----- Task material -----

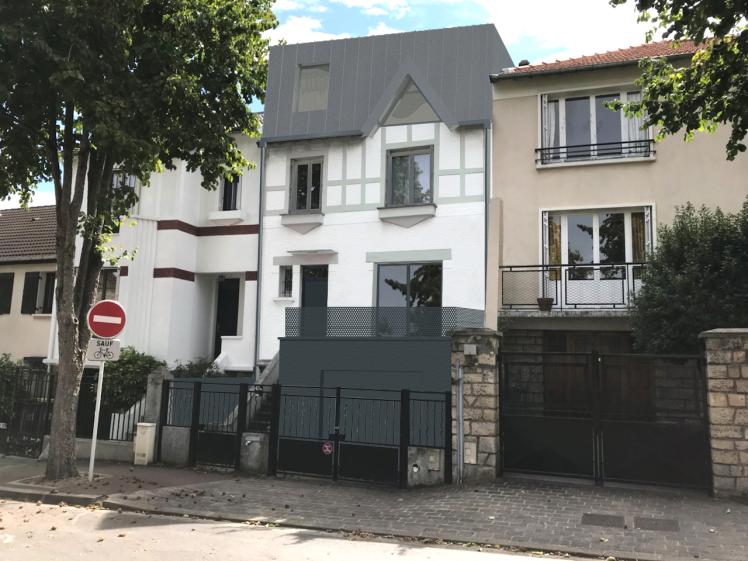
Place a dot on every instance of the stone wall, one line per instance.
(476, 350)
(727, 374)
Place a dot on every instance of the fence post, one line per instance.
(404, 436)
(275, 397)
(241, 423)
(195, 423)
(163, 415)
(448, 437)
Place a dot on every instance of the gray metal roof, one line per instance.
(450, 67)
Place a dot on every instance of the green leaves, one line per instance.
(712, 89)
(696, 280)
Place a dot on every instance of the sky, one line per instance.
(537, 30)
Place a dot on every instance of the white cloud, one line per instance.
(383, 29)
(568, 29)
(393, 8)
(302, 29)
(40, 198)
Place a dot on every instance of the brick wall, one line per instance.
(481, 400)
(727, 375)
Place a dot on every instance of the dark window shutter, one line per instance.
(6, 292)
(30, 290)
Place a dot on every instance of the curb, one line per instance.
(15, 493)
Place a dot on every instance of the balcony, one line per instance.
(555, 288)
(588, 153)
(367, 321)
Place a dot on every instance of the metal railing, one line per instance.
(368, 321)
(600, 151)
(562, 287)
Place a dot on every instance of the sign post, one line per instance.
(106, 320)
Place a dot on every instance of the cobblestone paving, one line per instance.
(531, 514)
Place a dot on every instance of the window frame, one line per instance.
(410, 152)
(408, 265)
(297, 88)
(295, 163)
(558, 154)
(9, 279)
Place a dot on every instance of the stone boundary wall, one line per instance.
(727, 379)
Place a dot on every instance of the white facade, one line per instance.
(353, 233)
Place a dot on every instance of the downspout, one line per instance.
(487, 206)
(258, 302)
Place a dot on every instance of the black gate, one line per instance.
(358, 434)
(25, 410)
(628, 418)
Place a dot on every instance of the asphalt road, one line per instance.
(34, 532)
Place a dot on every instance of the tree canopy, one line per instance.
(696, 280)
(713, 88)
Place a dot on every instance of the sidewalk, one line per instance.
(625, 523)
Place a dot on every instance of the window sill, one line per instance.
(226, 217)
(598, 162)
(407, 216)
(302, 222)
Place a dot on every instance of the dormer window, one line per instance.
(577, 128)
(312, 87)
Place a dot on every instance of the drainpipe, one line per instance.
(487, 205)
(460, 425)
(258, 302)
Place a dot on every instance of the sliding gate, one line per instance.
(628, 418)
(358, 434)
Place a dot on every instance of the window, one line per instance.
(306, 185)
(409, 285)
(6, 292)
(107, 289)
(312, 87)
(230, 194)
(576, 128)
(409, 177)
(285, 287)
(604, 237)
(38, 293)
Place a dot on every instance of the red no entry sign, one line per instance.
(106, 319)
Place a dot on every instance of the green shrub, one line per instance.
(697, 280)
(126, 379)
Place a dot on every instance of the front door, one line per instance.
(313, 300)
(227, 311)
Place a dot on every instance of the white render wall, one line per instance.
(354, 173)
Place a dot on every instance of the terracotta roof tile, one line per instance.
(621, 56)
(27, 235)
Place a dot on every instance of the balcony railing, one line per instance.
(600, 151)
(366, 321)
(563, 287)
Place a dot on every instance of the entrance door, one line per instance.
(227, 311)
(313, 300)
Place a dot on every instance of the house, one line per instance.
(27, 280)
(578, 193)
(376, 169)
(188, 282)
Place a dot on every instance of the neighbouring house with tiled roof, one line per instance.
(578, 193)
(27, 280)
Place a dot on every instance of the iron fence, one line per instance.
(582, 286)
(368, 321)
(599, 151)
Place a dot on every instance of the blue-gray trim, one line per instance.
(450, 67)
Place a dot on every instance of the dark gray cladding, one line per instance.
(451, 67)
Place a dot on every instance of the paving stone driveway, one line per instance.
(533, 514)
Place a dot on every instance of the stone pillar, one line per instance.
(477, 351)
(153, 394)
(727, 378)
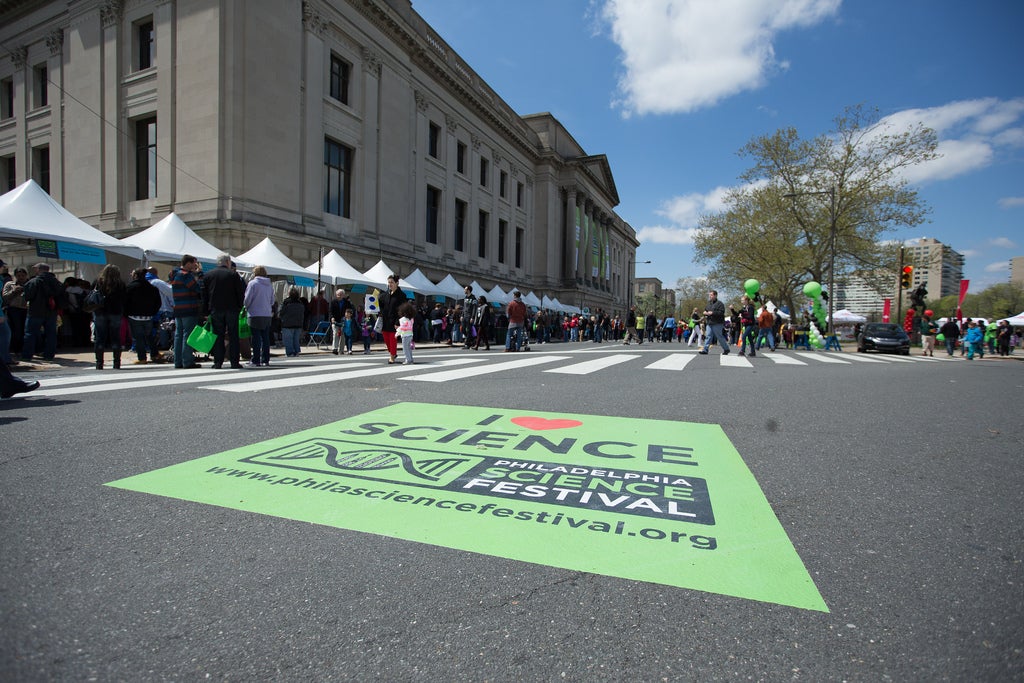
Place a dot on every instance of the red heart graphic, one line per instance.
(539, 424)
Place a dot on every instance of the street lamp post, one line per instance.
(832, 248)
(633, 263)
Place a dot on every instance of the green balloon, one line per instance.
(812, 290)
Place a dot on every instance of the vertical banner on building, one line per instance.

-----

> [What you have to do]:
Copy out the material above word for word, leaving out the pictures.

> [Problem solution]:
Place a dot on every instance of the stone wall, one line per instance.
(476, 350)
(727, 374)
Place a dot on every instance of the fence post, one line per instance.
(404, 436)
(275, 397)
(241, 423)
(195, 423)
(163, 415)
(448, 437)
Place a dot on every instance of the gray metal roof, one line per instance.
(450, 67)
Place a dot on every instance of the green leaves, one line per instance.
(712, 89)
(696, 280)
Place a dot on every instance of the sky, one line per instance.
(537, 30)
Place a dot on every instance of the white cloud, one line per instance.
(383, 29)
(568, 29)
(393, 8)
(302, 29)
(40, 198)
Place a dot on every instance of the brick wall, one line per instance.
(481, 400)
(727, 375)
Place a dot on every instance of the dark window shutter, one line per instance.
(6, 292)
(30, 290)
Place a dot on every instance of the curb, one line per instance.
(15, 493)
Place a dot on every instance of the balcony, one line per instance.
(555, 288)
(588, 153)
(367, 321)
Place a dot on every instance of the metal railing, one line per instance.
(368, 321)
(600, 151)
(562, 287)
Place a dot on every instance of the sign post, one line per instance.
(106, 320)
Place a dot on every instance of the cobblestone paving, one line per instance.
(531, 514)
Place a dot on every instance of the window frame, one line per instance.
(410, 152)
(408, 265)
(297, 88)
(295, 163)
(558, 154)
(9, 279)
Place a dot on every instance of the stone boundary wall, one line per instance.
(727, 379)
Place a dot on every instance of the white facade, one line per instance.
(353, 233)
Place a dot on every instance of the downspout, one line per instance.
(487, 206)
(258, 302)
Place a dot on every instance of the black gate, one line per instance.
(358, 434)
(25, 410)
(628, 418)
Place a dot on every instance of the asphalt road, one line per instance.
(34, 532)
Place a dot on every instance of the tree canopy, one line per instance.
(696, 280)
(713, 88)
Place a dot on every instance of the sidewalk, one line per instance.
(625, 523)
Place a dot on every instance of the window sill, one line per instance.
(226, 217)
(598, 162)
(407, 216)
(302, 222)
Place a dot on every instance of the dormer window, one line per instance.
(577, 128)
(312, 87)
Place a dot on every instance of the drainpipe, one line per instance.
(487, 205)
(460, 425)
(258, 302)
Place a dot on every instance of the sliding gate, one line per instance.
(628, 418)
(358, 434)
Place a dot on every instance of the window, one line per instance.
(306, 185)
(409, 285)
(6, 292)
(107, 289)
(312, 87)
(230, 194)
(576, 128)
(409, 177)
(285, 287)
(604, 237)
(38, 293)
Place a dot on every instance of the red no entry sign, one line per instance.
(106, 319)
Place a dot on every instance of the green shrub, one line per instance.
(697, 280)
(126, 379)
Place a dot on every instance of the front door, one line per instance.
(313, 300)
(227, 311)
Place a dot on every instance of the white render wall, one line per instance.
(354, 173)
Place a dot on every instance of the terracotta roof tile, one line per instance.
(621, 56)
(27, 235)
Place a dot on every instance of the balcony railing, one line per instance.
(600, 151)
(366, 321)
(563, 287)
Place a dot on every instance of the entrance door, one line per instance.
(227, 311)
(313, 300)
Place a dot on every instance of the house, one line per instance.
(27, 280)
(578, 193)
(376, 169)
(188, 282)
Place a dot on every instance of the neighbouring house with tiled roof, one line per instance.
(578, 193)
(27, 280)
Place a dot on every instance of the iron fence, one line per instance.
(582, 286)
(368, 321)
(599, 151)
Place a dot on every instance of the blue-gray trim, one line per instance.
(450, 67)
Place a dot on every instance of the dark gray cladding, one line per instance.
(451, 67)
Place a dot on every instance of the paving stone driveway, one line per instance.
(533, 514)
Place a dot on every instance of the stone pillar, one line per instance.
(477, 351)
(153, 394)
(727, 378)
Place a dot on every instance of the red heart graphic, one line per instance.
(539, 424)
Place a dot on every instance of the street lamp post, one line per instance.
(832, 248)
(633, 263)
Place a dot on every instance of the green balloon, one line per instance.
(812, 290)
Place a dot on every instance of the vertical banner on building, one line per instance.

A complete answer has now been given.